## Start Material for this task

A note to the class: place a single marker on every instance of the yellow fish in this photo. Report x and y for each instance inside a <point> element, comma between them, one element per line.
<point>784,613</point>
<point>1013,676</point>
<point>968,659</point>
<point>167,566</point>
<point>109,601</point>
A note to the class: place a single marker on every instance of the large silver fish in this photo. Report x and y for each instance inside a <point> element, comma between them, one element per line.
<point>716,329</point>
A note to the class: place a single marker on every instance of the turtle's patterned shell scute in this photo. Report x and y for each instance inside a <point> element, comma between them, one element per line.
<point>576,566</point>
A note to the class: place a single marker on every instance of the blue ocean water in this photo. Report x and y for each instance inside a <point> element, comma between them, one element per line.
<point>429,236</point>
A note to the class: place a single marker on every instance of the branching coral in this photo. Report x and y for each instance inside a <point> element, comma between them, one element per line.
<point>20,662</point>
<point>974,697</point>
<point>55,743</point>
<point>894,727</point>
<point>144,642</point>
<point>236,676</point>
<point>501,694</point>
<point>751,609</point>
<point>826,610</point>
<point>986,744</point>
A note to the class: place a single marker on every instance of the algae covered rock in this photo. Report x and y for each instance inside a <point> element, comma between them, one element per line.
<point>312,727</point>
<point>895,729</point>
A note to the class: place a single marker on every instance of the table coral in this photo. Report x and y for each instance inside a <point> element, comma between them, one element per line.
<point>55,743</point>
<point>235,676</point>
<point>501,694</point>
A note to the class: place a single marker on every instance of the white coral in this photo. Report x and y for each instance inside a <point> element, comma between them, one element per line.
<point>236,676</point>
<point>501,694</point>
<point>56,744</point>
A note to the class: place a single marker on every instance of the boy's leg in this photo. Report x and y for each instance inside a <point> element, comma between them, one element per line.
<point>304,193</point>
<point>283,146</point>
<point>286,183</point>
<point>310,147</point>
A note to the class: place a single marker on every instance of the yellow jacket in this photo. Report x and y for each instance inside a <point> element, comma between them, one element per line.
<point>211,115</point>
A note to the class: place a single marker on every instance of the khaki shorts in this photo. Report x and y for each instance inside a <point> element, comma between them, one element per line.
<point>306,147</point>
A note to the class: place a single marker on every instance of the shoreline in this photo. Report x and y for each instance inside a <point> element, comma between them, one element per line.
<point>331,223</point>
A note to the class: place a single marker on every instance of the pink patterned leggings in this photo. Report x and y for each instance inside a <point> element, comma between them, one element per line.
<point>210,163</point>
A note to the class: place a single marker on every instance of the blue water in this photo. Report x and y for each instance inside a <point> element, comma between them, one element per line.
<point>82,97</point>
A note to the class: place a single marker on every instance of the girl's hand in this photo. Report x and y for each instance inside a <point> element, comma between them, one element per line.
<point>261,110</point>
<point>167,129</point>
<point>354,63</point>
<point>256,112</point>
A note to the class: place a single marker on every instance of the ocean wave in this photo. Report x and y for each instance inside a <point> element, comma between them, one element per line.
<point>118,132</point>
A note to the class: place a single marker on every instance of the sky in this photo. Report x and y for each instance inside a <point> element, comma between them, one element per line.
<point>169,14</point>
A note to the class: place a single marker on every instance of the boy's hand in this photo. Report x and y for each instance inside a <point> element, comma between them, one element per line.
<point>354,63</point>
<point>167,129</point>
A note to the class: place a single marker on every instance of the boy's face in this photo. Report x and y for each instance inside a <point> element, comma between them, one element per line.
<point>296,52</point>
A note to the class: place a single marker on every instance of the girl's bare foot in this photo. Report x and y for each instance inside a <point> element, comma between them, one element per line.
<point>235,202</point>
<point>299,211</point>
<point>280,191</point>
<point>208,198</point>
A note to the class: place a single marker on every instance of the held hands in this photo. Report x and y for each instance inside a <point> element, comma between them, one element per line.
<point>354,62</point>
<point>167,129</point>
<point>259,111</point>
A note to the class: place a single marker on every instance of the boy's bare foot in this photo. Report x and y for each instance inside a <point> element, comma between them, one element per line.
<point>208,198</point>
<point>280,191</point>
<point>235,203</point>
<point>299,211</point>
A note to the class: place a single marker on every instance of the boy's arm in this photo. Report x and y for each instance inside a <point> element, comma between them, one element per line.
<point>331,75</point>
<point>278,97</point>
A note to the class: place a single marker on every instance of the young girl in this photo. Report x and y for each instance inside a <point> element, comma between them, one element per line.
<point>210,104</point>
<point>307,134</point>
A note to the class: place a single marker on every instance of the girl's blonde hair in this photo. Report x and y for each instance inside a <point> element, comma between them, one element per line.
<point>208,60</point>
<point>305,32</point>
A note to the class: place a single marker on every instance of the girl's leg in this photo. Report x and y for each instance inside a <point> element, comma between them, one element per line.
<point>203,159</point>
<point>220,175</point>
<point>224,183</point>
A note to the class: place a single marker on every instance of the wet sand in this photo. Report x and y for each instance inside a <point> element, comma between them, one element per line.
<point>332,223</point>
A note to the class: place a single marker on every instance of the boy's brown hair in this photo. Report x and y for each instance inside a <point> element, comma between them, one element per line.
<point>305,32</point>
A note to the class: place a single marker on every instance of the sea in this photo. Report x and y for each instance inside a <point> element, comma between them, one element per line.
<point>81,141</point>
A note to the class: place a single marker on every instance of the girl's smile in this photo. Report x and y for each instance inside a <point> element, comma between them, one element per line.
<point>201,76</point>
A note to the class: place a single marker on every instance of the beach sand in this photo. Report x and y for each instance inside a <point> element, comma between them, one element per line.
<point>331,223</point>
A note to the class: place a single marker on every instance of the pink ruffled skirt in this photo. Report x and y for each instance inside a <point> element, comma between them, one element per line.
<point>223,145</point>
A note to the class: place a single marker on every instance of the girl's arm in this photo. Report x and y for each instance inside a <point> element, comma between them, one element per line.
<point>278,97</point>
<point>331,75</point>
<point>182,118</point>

## End Material for this task

Task to complete. Edit the entries above by changing every occurrence of "place a single marker" to "put one dot", keeping all other text the same.

Solution for this exercise.
A note to the class: put one dot on every instance of the yellow fish in this photo. Report x and y for each instance inside a <point> element, comma between them, one element per line.
<point>784,613</point>
<point>1013,676</point>
<point>968,659</point>
<point>167,566</point>
<point>109,601</point>
A note to the class: put one dot on every instance of the large silver fish in this photo. Report x and y for each instance inside a <point> element, comma between them, one element per line.
<point>716,329</point>
A note to the class: put one dot on every instance of the turtle's patterned shell scute in this photo. Report x and y for each instance inside a <point> element, comma between them, one element per line.
<point>576,566</point>
A note to the class: put one dot on every instance of the blue ocean water in this photo. Report x and y for each instance inside a <point> element, comma between them, one element per line.
<point>429,236</point>
A note to the class: put one dot on every instance of the branching coral in this photo. Report x and y for each instance inside a <point> element, comma between them, one element per line.
<point>20,662</point>
<point>974,697</point>
<point>55,743</point>
<point>894,727</point>
<point>144,642</point>
<point>236,676</point>
<point>501,694</point>
<point>751,609</point>
<point>826,610</point>
<point>986,744</point>
A note to the class: put one dot on every instance of the algae covered rock in this photo. Report x and y for each instance inside a <point> element, comma between them, one element per line.
<point>312,727</point>
<point>895,729</point>
A note to the class: put one dot on every instance of the table coral in this photo. Report x and y for each instance inside a <point> element, comma between them, one element per line.
<point>55,743</point>
<point>235,676</point>
<point>501,694</point>
A note to the class: put one dot on every instance of the white coral in this photo. Report x and y for each instance inside a <point> element, comma between them, one element per line.
<point>236,676</point>
<point>501,694</point>
<point>56,744</point>
A note to the class: put one dot on every instance of the boy's leg in this photo. Report x and y for each instance inside a <point> element, comma between them, one element per line.
<point>304,193</point>
<point>283,146</point>
<point>286,183</point>
<point>310,147</point>
A note to the class: put one dot on every instance of the yellow jacket in this photo. Report x and y for each instance inside a <point> element, comma between them, one element per line.
<point>211,115</point>
A note to the class: put one dot on every instance of the khaki shorts in this photo. Report x and y for each instance inside a <point> element, comma between them, one element per line.
<point>306,147</point>
A note to the class: put one dot on every instance of the shoreline in this photo. Report x and y for each instance inside a <point> element, comma between them, one element per line.
<point>331,223</point>
A note to the class: put one dot on every instance of the pink patterned leggings in this photo. Report x and y for each instance inside a <point> element, comma between them, one element per line.
<point>210,163</point>
A note to the class: put one dot on every instance of the blue water in this photo. Report x and y for each instance inside a <point> element, comma between them, one element per line.
<point>82,97</point>
A note to the class: put one dot on every instance of the girl's hand in this photo. Report x and y for each instance inside a <point> element, comma between them, one element per line.
<point>261,110</point>
<point>167,129</point>
<point>354,63</point>
<point>256,112</point>
A note to the class: put one dot on every instance of the ocean wave in this photo. Report x and y for each instance inside a <point> element, comma between them, one element per line.
<point>118,132</point>
A note to the class: put one dot on every instance of the sky in this photo. Report x and y for each instance inside a <point> element, comma between them, one element per line.
<point>169,14</point>
A note to the class: put one dot on every instance of the boy's hand in this photo. Report x and y for each instance inside a <point> element, comma between them, one element per line.
<point>354,63</point>
<point>167,129</point>
A note to the class: put one dot on every instance of the boy's face in this photo. Report x and y for each instance inside a <point> element, comma between them, one element per line.
<point>296,52</point>
A note to the class: put one dot on every instance of the girl's bare foot in this photo. Report x and y for each instance inside a <point> element, comma between them, one element per line.
<point>235,202</point>
<point>299,211</point>
<point>280,191</point>
<point>208,198</point>
A note to the class: put one dot on every instance of the held hands in this photo. Report x and y for each instance inside a <point> element, comma between them, one element per line.
<point>354,62</point>
<point>167,129</point>
<point>259,111</point>
A note to the class: put one dot on every instance of the boy's bare foot in this photo. Report x and y for each instance inside a <point> element, comma between them, one element per line.
<point>208,198</point>
<point>280,191</point>
<point>235,203</point>
<point>299,211</point>
A note to the class: put one dot on every instance of the boy's arm in this photo. Report x and y for each instance inside a <point> element, comma between them, one element per line.
<point>331,75</point>
<point>278,97</point>
A note to the class: put one dot on every instance of the young girl in this photo. Report x and y for each instance inside a <point> element, comma between them, one element per line.
<point>210,104</point>
<point>307,134</point>
A note to the class: put one dot on every instance of the girl's blonde hair in this photo. Report x and y for each instance inside a <point> element, comma between them, one element per line.
<point>208,60</point>
<point>305,32</point>
A note to the class: put one dot on every instance of the girl's leg in this photo. Report x and y for each instance inside a <point> element, comma between them, one element per line.
<point>203,159</point>
<point>220,175</point>
<point>224,183</point>
A note to the class: put one dot on every instance of the wet sand in this photo. Report x and y for each instance inside a <point> element, comma between them, one element per line.
<point>332,223</point>
A note to the class: put one dot on every instance of the boy's brown hair in this photo. Report x and y for each instance inside a <point> element, comma between them, one element per line.
<point>305,32</point>
A note to the class: put one dot on every instance of the sea in this photo. Report x and y for each instance inside a <point> element, comma between them, one element per line.
<point>81,141</point>
A note to the class: put one dot on every instance of the girl's smile in this photo. Report x and y for each instance inside a <point> element, comma between them, one element per line.
<point>201,76</point>
A note to the class: put one dot on every instance of the beach sand in this photo. Report x and y for each instance inside a <point> element, comma between them, one element per line.
<point>331,223</point>
A note to the class: put one dot on every instance of the pink ruffled skirt in this photo. Report x and y for each instance inside a <point> element, comma between them, one element per line.
<point>223,145</point>
A note to the class: put one dot on every instance of the girl's arm in this photo. Report x and y for each instance inside a <point> element, comma between them, one element per line.
<point>278,97</point>
<point>331,75</point>
<point>182,118</point>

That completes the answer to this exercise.